[WHAT IS ASKED]: Can you write out all the data below in full, with every bounding-box coordinate in the answers multiplied by 1.75 and rounded to a whole number (halves round up)? Leave out the picture lines, and keep every other number as it is.

::: LISTING :::

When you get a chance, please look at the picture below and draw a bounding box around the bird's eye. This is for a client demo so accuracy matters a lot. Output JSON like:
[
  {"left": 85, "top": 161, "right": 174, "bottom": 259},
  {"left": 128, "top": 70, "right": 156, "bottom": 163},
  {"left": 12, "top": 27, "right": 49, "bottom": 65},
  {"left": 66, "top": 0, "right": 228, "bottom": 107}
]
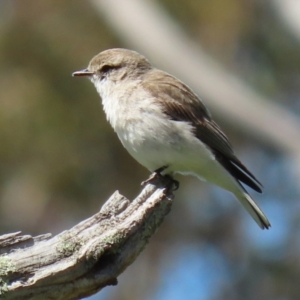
[{"left": 100, "top": 65, "right": 114, "bottom": 74}]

:::

[SOLUTION TO THIS EXERCISE]:
When you get a chance, please look at the picture below and draw a bounding box around the bird's eye. This is for a client demo so accuracy matters a lot. Output JSON like:
[
  {"left": 85, "top": 161, "right": 174, "bottom": 259},
  {"left": 128, "top": 70, "right": 156, "bottom": 163},
  {"left": 12, "top": 27, "right": 49, "bottom": 65},
  {"left": 66, "top": 0, "right": 228, "bottom": 107}
]
[{"left": 175, "top": 114, "right": 200, "bottom": 130}]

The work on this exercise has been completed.